• What is required: Repeat each of the items below word for word, in the order given, leaving nothing out.

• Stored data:
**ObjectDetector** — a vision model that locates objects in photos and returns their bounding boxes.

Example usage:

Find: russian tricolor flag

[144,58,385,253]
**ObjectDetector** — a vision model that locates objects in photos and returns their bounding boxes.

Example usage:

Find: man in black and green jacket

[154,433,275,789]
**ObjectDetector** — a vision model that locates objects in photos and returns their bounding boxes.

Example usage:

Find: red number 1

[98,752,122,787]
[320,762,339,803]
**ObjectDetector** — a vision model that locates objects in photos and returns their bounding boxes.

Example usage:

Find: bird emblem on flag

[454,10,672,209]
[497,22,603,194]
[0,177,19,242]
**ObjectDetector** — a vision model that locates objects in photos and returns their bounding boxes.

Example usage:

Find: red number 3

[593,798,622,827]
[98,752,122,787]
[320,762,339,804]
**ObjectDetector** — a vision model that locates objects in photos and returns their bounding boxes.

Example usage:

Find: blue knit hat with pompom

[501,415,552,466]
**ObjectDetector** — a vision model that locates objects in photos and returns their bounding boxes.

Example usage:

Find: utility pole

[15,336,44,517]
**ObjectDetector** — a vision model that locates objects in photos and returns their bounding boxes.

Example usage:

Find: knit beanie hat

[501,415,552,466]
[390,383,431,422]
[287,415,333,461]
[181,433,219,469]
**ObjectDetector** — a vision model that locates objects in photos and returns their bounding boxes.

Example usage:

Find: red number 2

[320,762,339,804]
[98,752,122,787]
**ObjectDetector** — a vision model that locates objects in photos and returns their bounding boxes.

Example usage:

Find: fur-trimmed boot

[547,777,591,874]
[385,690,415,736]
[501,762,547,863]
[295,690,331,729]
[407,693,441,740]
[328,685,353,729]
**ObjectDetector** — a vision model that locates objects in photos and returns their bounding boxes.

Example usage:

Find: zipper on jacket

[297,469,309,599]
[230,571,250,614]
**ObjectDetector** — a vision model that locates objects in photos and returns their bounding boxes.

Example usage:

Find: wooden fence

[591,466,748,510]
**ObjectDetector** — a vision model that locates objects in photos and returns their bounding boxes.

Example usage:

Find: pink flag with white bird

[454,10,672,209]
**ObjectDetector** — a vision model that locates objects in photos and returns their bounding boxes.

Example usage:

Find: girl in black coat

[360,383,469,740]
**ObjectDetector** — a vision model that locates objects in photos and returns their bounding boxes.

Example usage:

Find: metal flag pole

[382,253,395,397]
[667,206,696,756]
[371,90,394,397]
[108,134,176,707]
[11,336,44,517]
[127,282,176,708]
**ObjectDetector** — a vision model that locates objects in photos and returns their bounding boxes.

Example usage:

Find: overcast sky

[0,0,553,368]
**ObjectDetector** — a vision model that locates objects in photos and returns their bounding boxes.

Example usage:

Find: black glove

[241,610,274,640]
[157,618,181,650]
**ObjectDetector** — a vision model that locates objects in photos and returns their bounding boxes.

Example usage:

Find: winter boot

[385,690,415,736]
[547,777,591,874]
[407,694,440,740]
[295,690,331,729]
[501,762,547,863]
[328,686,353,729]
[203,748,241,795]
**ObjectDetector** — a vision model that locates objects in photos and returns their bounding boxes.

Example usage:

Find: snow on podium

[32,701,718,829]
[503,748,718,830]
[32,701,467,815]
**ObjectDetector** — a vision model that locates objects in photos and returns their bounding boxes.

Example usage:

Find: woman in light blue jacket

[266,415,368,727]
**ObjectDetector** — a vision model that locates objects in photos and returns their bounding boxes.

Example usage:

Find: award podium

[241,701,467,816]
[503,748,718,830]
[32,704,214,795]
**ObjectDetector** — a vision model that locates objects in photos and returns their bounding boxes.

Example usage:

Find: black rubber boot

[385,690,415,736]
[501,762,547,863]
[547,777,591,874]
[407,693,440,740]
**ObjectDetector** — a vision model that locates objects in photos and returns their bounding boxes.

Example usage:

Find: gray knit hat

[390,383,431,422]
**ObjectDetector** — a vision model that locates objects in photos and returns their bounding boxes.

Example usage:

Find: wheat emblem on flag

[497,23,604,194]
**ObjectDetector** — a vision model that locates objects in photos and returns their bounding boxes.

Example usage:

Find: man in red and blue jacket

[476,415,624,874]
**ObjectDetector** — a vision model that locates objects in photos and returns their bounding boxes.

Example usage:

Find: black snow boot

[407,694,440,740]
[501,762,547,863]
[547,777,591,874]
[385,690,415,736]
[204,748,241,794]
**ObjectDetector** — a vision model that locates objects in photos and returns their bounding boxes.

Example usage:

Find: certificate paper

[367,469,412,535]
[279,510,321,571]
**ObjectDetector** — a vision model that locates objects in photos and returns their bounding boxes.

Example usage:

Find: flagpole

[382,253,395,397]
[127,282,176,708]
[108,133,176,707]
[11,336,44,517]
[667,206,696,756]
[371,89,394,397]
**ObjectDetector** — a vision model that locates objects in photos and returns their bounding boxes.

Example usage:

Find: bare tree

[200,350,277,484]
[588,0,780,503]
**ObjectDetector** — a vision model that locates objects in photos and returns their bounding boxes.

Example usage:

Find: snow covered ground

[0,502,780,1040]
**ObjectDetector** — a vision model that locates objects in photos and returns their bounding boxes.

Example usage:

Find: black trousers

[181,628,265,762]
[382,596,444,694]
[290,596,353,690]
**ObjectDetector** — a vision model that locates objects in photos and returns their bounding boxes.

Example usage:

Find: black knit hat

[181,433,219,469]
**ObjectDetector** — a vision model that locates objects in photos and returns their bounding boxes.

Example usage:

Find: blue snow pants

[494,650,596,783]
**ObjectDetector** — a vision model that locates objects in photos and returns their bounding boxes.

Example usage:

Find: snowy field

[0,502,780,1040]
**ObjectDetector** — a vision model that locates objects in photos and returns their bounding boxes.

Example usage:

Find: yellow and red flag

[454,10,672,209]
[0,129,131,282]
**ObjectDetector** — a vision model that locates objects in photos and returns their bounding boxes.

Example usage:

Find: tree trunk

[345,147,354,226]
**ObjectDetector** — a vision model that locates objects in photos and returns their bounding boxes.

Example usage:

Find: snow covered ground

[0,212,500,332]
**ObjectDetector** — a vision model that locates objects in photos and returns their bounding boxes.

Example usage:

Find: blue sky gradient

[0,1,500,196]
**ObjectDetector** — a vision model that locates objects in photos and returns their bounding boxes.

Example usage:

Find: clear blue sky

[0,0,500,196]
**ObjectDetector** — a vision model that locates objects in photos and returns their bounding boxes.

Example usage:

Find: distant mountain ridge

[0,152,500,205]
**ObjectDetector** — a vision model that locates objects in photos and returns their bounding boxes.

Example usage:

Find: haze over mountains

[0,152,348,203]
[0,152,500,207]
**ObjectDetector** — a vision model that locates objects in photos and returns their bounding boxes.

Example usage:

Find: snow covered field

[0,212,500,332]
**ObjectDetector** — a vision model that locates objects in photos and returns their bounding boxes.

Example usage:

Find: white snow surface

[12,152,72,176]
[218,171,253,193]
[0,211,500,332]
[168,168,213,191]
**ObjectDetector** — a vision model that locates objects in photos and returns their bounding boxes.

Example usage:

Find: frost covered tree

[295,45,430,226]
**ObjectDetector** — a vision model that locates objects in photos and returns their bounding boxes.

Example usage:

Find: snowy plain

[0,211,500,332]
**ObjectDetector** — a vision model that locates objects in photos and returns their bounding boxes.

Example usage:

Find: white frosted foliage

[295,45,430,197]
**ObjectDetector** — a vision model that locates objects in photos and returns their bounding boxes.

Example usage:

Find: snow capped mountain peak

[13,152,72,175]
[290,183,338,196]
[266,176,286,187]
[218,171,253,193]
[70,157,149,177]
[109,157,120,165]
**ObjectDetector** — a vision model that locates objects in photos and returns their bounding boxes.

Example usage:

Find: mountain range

• Final result:
**ObjectDetector** — a vision model that locates objects in photos and returns their bounding boxes.

Example usage:

Find: russian tricolor flag

[144,58,385,253]
**ObjectDetector** — a vision model that locates objects in photos and returns their bounding boxes.

Example usage:

Find: man in black and green jacket

[154,433,275,789]
**ObjectDetector** — a vision model that locates objects in photos and returns their bounding boxes.

Example usage:

Find: red number 1

[98,752,122,787]
[320,762,339,803]
**ObjectDetector** — a vision model that locates objects in photos and returns their bounding boxes.

Example usage:

Find: bird emblem on flag

[454,10,672,209]
[497,22,603,194]
[0,177,19,242]
**ObjectDetector** — a vision model that locates objects in photos and returns their bounding boxes.

Example usage:

Find: red number 3

[593,798,622,827]
[98,752,122,787]
[320,762,339,804]
**ObjectDetector** — a vision model that locates objects in photos and returns their bounding boxes.

Example usage:

Find: blue knit hat with pompom

[501,415,552,466]
**ObjectDetector** — a vision model that locates objects in photos and returns their bounding boxes.

Example usage:

Find: utility pole

[15,336,44,517]
**ObjectDetector** — a vision model that locates objects in photos and returns their bounding boxes.

Example usage:

Find: knit beanie hat

[501,415,552,466]
[390,383,431,422]
[287,415,333,461]
[181,433,219,469]
**ObjectDetector** — a vision model that locates objects in photos and returns their bounding boxes.

Example usage:

Find: red number 2

[320,762,339,804]
[98,752,122,787]
**ObjectDetector** — a vision model that locates objects in photos and returns their bounding boxes.

Example usage:

Find: fur-trimmed boot

[547,777,591,874]
[385,690,415,736]
[501,762,547,863]
[295,690,331,729]
[407,693,441,740]
[328,685,353,729]
**ObjectDetector** — a vision model that locates objects in photos and returns their bounding boxes.

Example usage:

Find: zipper on jacket

[297,469,309,599]
[230,571,250,614]
**ObjectDetector** — a vision model that locates objects in photos and returns their bounding boxes.

Example usage:

Find: wooden fence

[591,466,748,510]
**ObjectDetector** — a vision model that locates objects in photos and returns their bounding boxes.

Example usage:

Find: pink flag with white bird

[454,10,672,209]
**ObjectDetector** — a vision model that locates objects in photos and returns their bounding boxes.

Example usage:

Find: girl in black coat

[360,383,469,740]
**ObjectDetector** — a vision model that locates objects in photos and returns their bounding boxes.

Example usage:

Find: metal flag pole

[382,253,395,397]
[667,206,696,756]
[371,90,394,397]
[108,134,176,707]
[11,336,44,517]
[127,282,176,708]
**ObjectDetector** — a vision model that locates objects in photos and returns their bounding boxes.

Example usage:

Find: overcast sky

[0,0,553,368]
**ObjectDetector** — a vision model that locates objects in photos and returns their bounding boxes.

Example usage:

Find: black glove

[241,610,274,640]
[157,618,181,650]
**ObjectDetector** — a vision model that locates objects in photos and returns their bounding boxes.

Example usage:

Find: winter boot

[385,690,415,736]
[547,777,591,874]
[407,694,440,740]
[295,690,331,729]
[501,762,547,863]
[328,686,353,729]
[203,748,241,795]
**ObjectDetector** — a vision model that locates objects in photos and returns their bounding boxes.

Example usage:

Find: snow on podium

[32,701,718,829]
[503,748,718,830]
[32,701,467,815]
**ObjectDetector** — a vision model that locates objects in photos and returns their bounding boxes.

Example usage:

Find: woman in light blue jacket

[266,415,368,727]
**ObjectDetector** — a vision model that locates objects in photos and returns their bounding boxes.

Example usage:

Find: award podium

[241,701,467,816]
[503,748,718,830]
[32,704,214,795]
**ObjectDetector** — a vision model that locates objects in photos and returns their bounding boxes.

Example usage:

Find: black rubber boot

[385,690,415,736]
[501,762,547,863]
[547,777,591,874]
[407,693,440,740]
**ObjectDetector** — a vision model that locates objects in photos and returns their bounding boxes.

Example usage:

Find: gray knit hat

[390,383,431,422]
**ObjectDetector** — a vision model that locates objects in photos and returns their bounding boxes.

Example usage:

Find: wheat emblem on flag

[497,23,604,194]
**ObjectDetector** — a vision model that locates objects in photos and returns their bounding boxes.

Example usage:

Find: man in red and blue jacket

[476,415,624,874]
**ObjectDetector** — a vision model that locates objects in photos and returns their bounding boxes.

Example usage:

Find: black snow boot

[407,694,440,740]
[501,762,547,863]
[547,777,591,874]
[385,690,415,736]
[204,748,241,794]
**ObjectDetector** — a vision model that locates objects in photos and returns their bounding boxes.

Example usage:

Find: certificate paper

[367,469,412,535]
[279,510,321,571]
**ObjectDetector** — a vision model that locates objects in photos and returns their bounding boxes.

Example usage:

Find: flagpole

[382,253,395,397]
[127,282,176,708]
[108,133,176,707]
[11,336,44,517]
[667,206,696,756]
[371,89,394,397]
**ObjectDetector** — a vision model that locates objects in photos and returns their bounding boxes.

Example usage:

Find: bare tree

[200,350,277,484]
[588,0,780,503]
**ObjectDetector** — a vision model that locates objects in photos and returns their bounding boxes.

Example usage:

Find: snow covered ground

[0,502,780,1040]
**ObjectDetector** — a vision model that locates objects in photos and returns their bounding boxes.

Example usage:

Find: black trousers

[181,628,265,762]
[382,596,444,694]
[290,596,353,690]
**ObjectDetector** — a vision model that locates objects in photos and returns their bounding boxes.

Example usage:

Find: black knit hat

[181,433,219,469]
**ObjectDetector** — a vision model that locates objects in photos and returns their bounding boxes.

Example usage:

Find: blue snow pants

[494,650,596,783]
**ObjectDetector** — a vision model that locates objects in photos and returns their bounding boxes.

Example usage:

Find: snowy field

[0,502,780,1040]
**ObjectDetector** — a vision model that locates objects in photos and returns their bounding boxes.

Example usage:

Find: yellow and red flag

[454,10,672,209]
[0,129,131,282]
**ObjectDetector** — a vision model that locates objects in photos and returns their bounding boxes.

Example usage:

Find: tree trunk

[345,147,354,226]
**ObjectDetector** — a vision model that locates objects in photos and returns their bounding boxes.

Example usage:

Find: snow covered ground

[0,212,500,332]
**ObjectDetector** — a vision model that locates objects in photos and returns their bounding boxes.

Example usage:

Find: blue sky gradient

[0,1,500,196]
**ObjectDetector** — a vision model that locates objects in photos and returns their bounding boxes.

Example usage:

Find: clear blue sky

[0,0,500,196]
**ObjectDetector** — a vision model that locates objects in photos and returns their bounding boxes.

Example usage:

Find: distant mountain ridge

[0,152,500,205]
**ObjectDetector** — a vision model that locates objects in photos and returns their bounding boxes.

Example usage:

Find: haze over mountains

[0,152,348,203]
[0,152,500,207]
**ObjectDetector** — a vision model that locates objects in photos and returns their bounding boxes.

Example usage:

Find: snow covered field

[0,212,500,332]
**ObjectDetector** — a vision model that locates objects in photos and returns their bounding boxes.

Example usage:

Find: white snow surface

[12,152,72,176]
[218,171,253,193]
[0,211,500,332]
[168,168,213,191]
**ObjectDetector** — a vision model that locates objects in photos and returns their bounding boxes.

Example usage:

Find: frost covered tree

[295,45,430,226]
**ObjectDetector** — a vision model that locates objects in photos and returns their bounding boxes.

Example usage:

Find: snowy plain

[0,211,500,332]
**ObjectDetector** — a vision model that locates objects in photos and returns their bounding boxes.

Example usage:

Find: white frosted foliage

[295,45,430,197]
**ObjectDetector** — a vision model that locates objects in photos and returns their bounding boxes.

Example usage:

Find: snow capped mountain peak

[13,152,72,175]
[290,183,338,196]
[266,176,286,187]
[218,171,253,193]
[70,157,149,177]
[109,157,120,165]
**ObjectDetector** — a vision model that locates objects in photos and returns their bounding boxes.

Example usage:

Find: mountain range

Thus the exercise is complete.